== About this task ==
Only the lines from the line that contains "Note: annotate every instance of the glossy" through the final line of the entries below belong in your answer, copied exactly and without pictures.
Segment Start: Data for analysis
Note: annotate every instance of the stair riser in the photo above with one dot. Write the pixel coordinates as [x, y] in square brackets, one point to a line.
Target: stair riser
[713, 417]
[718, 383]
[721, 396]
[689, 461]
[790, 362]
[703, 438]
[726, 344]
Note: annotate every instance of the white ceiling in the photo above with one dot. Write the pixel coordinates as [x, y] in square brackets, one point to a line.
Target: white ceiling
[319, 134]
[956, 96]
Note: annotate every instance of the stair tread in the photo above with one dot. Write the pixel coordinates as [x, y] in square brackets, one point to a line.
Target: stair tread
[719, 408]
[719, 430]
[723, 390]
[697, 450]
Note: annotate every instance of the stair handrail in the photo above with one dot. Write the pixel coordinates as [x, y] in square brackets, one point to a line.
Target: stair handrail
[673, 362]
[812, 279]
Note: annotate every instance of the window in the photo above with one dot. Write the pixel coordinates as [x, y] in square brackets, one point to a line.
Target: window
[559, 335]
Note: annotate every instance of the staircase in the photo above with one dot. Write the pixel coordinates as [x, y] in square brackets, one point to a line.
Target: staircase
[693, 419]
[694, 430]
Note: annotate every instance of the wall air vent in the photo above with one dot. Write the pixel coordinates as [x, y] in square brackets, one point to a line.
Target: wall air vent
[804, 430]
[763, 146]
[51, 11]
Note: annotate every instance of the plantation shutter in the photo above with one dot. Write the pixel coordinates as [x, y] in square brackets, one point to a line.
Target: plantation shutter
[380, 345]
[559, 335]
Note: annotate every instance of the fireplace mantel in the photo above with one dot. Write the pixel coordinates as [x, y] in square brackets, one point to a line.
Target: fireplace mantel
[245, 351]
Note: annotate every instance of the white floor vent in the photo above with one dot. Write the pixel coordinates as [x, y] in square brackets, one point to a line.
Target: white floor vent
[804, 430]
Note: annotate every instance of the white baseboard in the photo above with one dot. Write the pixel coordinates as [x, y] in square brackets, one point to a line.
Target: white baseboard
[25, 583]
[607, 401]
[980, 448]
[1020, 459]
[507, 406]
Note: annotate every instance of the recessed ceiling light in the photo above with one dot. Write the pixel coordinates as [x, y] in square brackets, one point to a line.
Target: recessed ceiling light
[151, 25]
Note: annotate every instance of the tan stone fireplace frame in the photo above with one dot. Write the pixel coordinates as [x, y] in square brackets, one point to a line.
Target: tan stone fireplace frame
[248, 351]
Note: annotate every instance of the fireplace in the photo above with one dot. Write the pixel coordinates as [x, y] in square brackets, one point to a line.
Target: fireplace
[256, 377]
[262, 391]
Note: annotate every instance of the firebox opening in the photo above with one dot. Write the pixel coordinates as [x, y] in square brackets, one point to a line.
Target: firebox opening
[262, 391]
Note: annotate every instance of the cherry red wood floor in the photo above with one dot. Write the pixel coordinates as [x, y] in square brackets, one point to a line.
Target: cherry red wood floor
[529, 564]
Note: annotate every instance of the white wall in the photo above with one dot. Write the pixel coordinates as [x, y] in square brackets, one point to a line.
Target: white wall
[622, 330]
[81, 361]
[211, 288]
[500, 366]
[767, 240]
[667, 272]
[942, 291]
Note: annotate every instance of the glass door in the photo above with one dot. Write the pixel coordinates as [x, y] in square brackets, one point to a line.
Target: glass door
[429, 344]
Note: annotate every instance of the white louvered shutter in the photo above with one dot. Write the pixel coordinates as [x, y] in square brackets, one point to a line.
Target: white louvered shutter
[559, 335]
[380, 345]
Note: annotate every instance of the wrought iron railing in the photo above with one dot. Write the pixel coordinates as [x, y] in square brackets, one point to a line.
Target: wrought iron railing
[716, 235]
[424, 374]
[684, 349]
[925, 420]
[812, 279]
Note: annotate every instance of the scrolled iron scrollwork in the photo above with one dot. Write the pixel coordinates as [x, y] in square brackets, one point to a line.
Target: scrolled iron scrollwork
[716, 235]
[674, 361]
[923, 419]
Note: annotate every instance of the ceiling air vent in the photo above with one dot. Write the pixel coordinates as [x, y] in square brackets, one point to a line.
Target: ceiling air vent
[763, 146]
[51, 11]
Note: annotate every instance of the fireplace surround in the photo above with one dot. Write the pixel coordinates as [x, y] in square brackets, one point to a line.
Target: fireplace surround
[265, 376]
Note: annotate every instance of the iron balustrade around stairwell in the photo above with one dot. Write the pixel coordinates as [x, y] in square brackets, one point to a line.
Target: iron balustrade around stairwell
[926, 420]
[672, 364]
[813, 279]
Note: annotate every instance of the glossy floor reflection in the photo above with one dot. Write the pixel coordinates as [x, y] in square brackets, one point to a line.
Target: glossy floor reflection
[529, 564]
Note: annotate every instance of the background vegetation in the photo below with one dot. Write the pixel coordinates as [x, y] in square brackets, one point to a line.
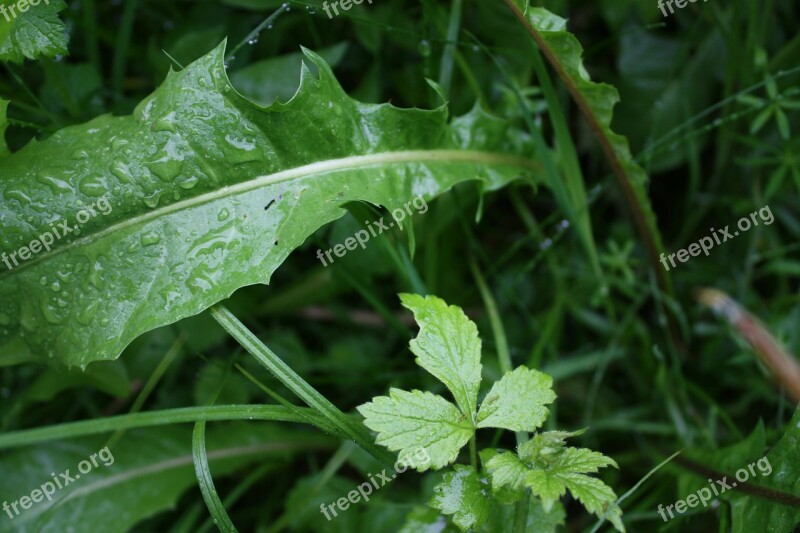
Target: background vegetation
[647, 371]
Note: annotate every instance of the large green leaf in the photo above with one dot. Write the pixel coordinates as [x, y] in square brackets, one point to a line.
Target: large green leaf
[207, 193]
[780, 470]
[147, 472]
[33, 33]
Segment End: Data for analysis
== Response area ==
Note: annotate every instance of the glossy floor reflection in the photo above with one dot. Write the pixel coordinates as [x, y] in square brackets, one point to a line.
Target: glossy floor reflection
[529, 564]
Note: annotate every instance of the background vegetation in the photo below with one dot. Write the pixel coordinates as [x, y] in square brackets, one point to a line.
Target: background vegetation
[647, 371]
Note: annotate every instance of the large green leaf in the photo above with one dot. Write the pixel coordinates as [x, y] in square brackets, one point to a line.
Target: large green leaf
[207, 193]
[780, 470]
[147, 472]
[33, 33]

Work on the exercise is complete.